TASK LIST:
A) Decide whether each statement below agrees with the route description, answering yes or no and quoting the words of the route description that settle it. (i) From Red Sulphur Springs, Rte 12 runs north about 12 miles to Rte 3. (ii) The Graham House Museum is in Hinton. (iii) Alderson lies entirely within Monroe County.
B) According to the route description, which river divides the town of Alderson?
C) Carry on the route description of the drive through Red Sulphur Springs, Lowell and Alderson, starting after its final sentence.

EXCERPT:
At Red Sulphur Springs, Rte 27 meets Rte 12. Turn right and follow Rte 12 north to Rte 3, about 12 miles, where you will cross the Greenbrier River. (At this point, diving west on Rte 3 will take you to the National Historic District of Hinton and Campbell-Flanagan- Murrell Museum House.) Continue on Rtes 12 and 3 to Lowell, where you will find the Graham House Museum (1770).
Continue east on Rtes 12 and 3 to the Summers/Greenbrier county line and shortly afterwards, the old historic town of Alderson, a National Historic District. The town is divided by the Greenbrier River between Greenbrier and Monroe Counties. In and near Alderson, you will find lodging, fine handcrafts and food.

DATA LINES:
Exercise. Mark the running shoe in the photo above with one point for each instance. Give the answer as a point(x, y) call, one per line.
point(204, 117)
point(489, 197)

ANSWERS TO THE EXERCISES:
A)
(i) Yes: "follow Rte 12 north to Rte 3, about 12 miles"
(ii) No: "Continue on Rtes 12 and 3 to Lowell, where you will find the Graham House Museum (1770)."
(iii) No: "The town is divided by the Greenbrier River between Greenbrier and Monroe Counties."

B) The Greenbrier River.

C)
Leave Alderson on Rte 12, driving north to Palestine. At Palestine, turn left onto County Rte 25 and follow it northwest about 8.5 miles to Blue Sulphur Springs. Of the magnificent 19th –century resort that once occupied this broad valley, only the spring pavilion is left, its twelve stately columns standing in silent tribute to a gracious era.
From Blue Sulphur Springs, take County Rte 31 east to Rte 12, near Asbury, and continue north on Rte 12 to US 60, the Midland Trail. Follow US 60 east to the National Historic District of Lewisburg. Here you will find historical sites, charming shops, excellent restaurants and plenty of lodging, including the venerable General Lewis Inn. The North House Museum, maintained by the Greenbrier Historical Society, is open year round. A walking tour of Historic Lewisburg is available.
Continue driving east along US 60, passing through Caldwell at the Greenbrier River to White Sulphur Springs, home of the famous Greenbrier Resort. Many other lodgings and restaurants are in the area.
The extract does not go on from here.